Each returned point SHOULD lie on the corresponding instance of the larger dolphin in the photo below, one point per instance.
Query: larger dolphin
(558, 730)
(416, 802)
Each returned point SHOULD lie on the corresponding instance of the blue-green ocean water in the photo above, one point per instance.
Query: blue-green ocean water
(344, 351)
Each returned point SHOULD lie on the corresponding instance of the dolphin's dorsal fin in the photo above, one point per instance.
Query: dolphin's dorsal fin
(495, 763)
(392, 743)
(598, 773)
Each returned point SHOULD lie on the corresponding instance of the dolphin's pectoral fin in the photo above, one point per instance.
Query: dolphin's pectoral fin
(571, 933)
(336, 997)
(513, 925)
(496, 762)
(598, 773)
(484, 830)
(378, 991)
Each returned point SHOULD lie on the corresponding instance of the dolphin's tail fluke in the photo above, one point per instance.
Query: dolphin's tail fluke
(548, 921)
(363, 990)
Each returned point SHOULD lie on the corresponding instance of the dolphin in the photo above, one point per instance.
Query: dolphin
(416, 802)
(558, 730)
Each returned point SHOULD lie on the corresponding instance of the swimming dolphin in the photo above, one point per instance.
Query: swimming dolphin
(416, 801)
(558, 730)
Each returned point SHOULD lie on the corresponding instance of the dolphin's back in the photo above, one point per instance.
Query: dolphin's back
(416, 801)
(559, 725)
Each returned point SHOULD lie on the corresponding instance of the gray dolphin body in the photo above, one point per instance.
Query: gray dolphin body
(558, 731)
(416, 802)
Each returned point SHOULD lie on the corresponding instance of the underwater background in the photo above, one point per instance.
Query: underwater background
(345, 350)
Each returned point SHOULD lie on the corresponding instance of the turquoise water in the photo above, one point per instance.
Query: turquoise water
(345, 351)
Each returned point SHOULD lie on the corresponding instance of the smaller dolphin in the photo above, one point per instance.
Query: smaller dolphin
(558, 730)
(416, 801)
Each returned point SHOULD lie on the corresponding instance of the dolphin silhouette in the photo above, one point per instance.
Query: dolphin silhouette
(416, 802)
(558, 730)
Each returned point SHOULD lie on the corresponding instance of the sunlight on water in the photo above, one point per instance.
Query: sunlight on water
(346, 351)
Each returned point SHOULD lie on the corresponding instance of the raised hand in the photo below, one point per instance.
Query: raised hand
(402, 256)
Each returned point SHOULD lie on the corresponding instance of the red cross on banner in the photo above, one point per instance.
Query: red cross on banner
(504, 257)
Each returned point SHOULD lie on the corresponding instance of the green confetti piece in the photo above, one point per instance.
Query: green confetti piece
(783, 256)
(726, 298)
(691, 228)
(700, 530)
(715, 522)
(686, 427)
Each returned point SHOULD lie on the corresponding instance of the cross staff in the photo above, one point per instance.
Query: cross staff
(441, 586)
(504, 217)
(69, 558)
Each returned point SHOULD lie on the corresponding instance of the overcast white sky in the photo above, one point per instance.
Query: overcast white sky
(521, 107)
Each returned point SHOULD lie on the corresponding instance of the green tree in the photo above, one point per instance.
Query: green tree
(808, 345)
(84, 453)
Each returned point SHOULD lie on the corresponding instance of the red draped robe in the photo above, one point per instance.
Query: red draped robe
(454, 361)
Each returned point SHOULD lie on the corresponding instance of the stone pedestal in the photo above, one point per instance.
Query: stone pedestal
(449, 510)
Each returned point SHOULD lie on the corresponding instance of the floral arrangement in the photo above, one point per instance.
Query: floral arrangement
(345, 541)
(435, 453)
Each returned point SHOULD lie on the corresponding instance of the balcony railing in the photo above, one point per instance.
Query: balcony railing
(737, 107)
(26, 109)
...
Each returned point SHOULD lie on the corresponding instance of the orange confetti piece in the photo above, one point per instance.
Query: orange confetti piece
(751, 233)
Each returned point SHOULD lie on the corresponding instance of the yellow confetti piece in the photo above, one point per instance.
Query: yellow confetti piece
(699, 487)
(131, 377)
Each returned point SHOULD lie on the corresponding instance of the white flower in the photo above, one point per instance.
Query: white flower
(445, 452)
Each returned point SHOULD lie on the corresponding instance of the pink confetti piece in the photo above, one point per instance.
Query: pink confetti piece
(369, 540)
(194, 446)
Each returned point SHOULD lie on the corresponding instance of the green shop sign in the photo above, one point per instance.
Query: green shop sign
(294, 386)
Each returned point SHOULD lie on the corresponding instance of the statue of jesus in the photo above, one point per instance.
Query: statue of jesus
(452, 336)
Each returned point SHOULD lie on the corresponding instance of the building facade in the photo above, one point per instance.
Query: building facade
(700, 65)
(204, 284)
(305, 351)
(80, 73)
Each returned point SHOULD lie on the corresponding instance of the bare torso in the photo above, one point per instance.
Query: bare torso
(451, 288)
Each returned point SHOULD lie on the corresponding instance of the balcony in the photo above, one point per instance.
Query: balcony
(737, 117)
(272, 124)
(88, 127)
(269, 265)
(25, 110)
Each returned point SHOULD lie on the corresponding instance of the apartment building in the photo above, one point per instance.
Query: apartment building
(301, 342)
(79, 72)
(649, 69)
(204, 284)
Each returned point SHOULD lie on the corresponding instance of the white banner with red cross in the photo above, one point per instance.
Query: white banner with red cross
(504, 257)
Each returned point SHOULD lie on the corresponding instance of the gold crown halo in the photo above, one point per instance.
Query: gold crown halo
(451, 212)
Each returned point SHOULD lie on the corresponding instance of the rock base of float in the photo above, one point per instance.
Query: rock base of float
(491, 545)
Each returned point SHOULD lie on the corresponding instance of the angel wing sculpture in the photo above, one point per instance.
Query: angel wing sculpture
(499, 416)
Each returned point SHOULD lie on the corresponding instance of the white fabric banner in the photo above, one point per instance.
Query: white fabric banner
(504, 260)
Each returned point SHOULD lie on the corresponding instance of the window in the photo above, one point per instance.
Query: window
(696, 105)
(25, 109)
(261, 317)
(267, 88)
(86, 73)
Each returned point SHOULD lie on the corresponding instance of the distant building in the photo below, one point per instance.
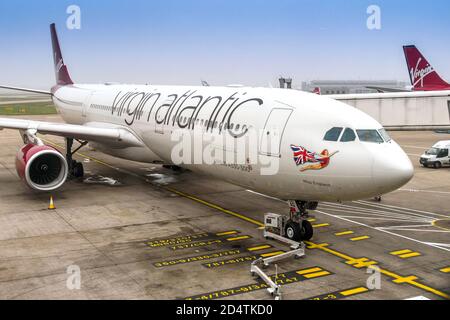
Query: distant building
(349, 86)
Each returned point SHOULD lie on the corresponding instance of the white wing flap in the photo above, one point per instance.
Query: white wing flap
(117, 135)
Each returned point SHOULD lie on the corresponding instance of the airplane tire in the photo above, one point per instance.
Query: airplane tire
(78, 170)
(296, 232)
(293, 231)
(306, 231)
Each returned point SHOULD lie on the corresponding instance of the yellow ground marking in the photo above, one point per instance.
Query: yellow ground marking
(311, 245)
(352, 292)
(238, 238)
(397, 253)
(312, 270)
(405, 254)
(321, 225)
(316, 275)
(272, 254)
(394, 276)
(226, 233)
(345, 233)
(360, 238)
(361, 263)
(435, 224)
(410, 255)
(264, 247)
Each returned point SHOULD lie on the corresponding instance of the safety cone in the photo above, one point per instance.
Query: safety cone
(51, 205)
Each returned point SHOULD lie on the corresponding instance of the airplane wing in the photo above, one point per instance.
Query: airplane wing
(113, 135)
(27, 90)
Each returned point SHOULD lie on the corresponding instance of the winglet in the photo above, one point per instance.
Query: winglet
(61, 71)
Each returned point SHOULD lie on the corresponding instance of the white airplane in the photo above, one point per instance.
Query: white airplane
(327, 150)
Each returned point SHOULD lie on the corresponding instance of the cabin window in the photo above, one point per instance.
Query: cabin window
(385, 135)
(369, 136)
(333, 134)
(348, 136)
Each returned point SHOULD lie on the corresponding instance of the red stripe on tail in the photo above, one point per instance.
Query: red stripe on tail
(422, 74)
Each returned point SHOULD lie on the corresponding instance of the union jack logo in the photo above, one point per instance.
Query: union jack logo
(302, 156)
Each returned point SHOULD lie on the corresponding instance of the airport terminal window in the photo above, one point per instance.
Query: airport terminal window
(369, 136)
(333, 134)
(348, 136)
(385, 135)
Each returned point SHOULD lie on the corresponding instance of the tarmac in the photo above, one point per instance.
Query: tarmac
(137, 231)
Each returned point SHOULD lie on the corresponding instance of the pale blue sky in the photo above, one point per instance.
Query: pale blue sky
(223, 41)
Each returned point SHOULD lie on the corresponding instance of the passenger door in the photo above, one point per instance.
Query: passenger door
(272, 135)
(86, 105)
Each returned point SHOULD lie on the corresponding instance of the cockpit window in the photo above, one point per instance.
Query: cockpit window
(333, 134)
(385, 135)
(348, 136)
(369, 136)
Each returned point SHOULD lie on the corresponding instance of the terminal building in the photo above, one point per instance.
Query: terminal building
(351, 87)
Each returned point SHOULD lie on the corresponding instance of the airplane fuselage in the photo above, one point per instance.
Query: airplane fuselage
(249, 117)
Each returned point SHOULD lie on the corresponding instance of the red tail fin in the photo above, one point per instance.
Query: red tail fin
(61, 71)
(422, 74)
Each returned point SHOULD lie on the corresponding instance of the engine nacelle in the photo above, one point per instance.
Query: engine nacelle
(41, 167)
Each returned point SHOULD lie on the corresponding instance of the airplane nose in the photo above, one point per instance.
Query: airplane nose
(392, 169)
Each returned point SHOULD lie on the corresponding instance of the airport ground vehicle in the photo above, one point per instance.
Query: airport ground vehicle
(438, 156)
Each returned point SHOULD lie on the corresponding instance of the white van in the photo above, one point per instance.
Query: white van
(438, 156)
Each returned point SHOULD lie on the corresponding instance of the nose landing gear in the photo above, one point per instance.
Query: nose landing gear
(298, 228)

### PROBLEM DETAILS
Please report how many lines in the records above contain the string "float". Reply with the number alone.

### SOLUTION FOR THIS PROBLEM
2